→ **The problem**: The data follows. Retype every entry exactly.

----- Provided records

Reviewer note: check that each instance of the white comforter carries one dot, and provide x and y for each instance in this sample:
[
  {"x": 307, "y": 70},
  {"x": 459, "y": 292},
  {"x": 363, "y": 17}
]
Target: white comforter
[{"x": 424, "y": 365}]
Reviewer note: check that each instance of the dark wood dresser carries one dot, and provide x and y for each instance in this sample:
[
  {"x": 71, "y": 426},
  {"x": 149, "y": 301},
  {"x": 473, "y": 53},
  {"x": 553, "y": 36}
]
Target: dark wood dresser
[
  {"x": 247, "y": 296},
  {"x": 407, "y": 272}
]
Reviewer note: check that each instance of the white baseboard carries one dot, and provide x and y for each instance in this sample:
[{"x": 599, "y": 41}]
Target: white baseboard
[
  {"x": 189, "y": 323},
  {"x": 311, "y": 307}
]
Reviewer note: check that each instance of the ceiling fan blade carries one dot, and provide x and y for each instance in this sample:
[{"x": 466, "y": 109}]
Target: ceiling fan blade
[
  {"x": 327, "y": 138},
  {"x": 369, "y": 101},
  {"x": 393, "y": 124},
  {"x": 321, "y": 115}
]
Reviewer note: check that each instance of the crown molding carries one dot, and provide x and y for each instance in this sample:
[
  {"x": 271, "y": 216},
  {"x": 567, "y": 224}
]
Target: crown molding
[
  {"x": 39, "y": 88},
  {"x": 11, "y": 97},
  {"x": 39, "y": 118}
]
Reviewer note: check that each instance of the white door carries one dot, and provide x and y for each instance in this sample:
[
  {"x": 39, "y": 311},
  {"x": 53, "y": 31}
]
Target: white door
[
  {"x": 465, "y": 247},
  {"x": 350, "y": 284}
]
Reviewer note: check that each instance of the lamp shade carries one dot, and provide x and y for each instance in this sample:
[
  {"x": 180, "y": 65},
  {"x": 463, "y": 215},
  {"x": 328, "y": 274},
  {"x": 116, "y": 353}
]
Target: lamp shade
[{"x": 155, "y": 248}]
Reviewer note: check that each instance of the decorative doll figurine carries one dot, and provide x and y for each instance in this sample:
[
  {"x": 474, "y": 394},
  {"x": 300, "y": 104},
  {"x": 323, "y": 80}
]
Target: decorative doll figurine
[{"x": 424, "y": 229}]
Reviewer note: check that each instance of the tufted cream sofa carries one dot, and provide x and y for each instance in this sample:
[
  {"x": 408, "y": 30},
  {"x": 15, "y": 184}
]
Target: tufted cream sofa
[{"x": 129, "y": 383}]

----------

→ **Exercise result**:
Reviewer note: check that each instance of the white comforter carries one dot, and provide x and y for each instance in this sample:
[
  {"x": 307, "y": 70},
  {"x": 459, "y": 292},
  {"x": 363, "y": 17}
]
Target: white comforter
[{"x": 424, "y": 365}]
Reviewer note: check that each instance of the dark wood dresser carries one dot, and provide x and y for each instance in this sample:
[
  {"x": 71, "y": 426},
  {"x": 149, "y": 301},
  {"x": 473, "y": 53},
  {"x": 553, "y": 36}
]
Target: dark wood dresser
[
  {"x": 247, "y": 296},
  {"x": 407, "y": 272}
]
Reviewer note: check that each instance of the white baseboard carries one dot, and provide x and y for each instance in this sample:
[{"x": 599, "y": 41}]
Target: white baseboard
[
  {"x": 189, "y": 323},
  {"x": 311, "y": 307}
]
Reviewer note: check that each instance of the ceiling fan blade carries one dot, and provide x and y for each instance in this sample:
[{"x": 466, "y": 109}]
Target: ceiling fan blade
[
  {"x": 327, "y": 138},
  {"x": 369, "y": 101},
  {"x": 393, "y": 124},
  {"x": 321, "y": 115}
]
Reviewer note: check that each instance of the crown molding carries one dot, and provide x and y for each instance in this sample:
[
  {"x": 271, "y": 216},
  {"x": 567, "y": 224}
]
Target: crown molding
[
  {"x": 39, "y": 88},
  {"x": 11, "y": 97},
  {"x": 39, "y": 118}
]
Reviewer note: check that each instance of the white door carries one dot, and provide x and y for each instance in this sample:
[
  {"x": 39, "y": 311},
  {"x": 53, "y": 31}
]
Target: white door
[
  {"x": 465, "y": 247},
  {"x": 350, "y": 284}
]
Reviewer note: check that each instance of the lamp shade carries one dot, and provide x and y for each instance in this sample:
[
  {"x": 180, "y": 65},
  {"x": 463, "y": 215},
  {"x": 328, "y": 274},
  {"x": 116, "y": 353}
]
Target: lamp shade
[{"x": 155, "y": 248}]
Reviewer note: check that each instance of the decorative doll figurine carries one dot, and provide x and y for each instance in this sample:
[
  {"x": 474, "y": 394},
  {"x": 300, "y": 104},
  {"x": 323, "y": 80}
]
Target: decorative doll figurine
[{"x": 424, "y": 229}]
Reviewer note: check that each instance of the tufted cream sofa carries one dot, and provide x and y for each instance in this sample:
[
  {"x": 408, "y": 30},
  {"x": 15, "y": 184}
]
Target: tufted cream sofa
[{"x": 129, "y": 383}]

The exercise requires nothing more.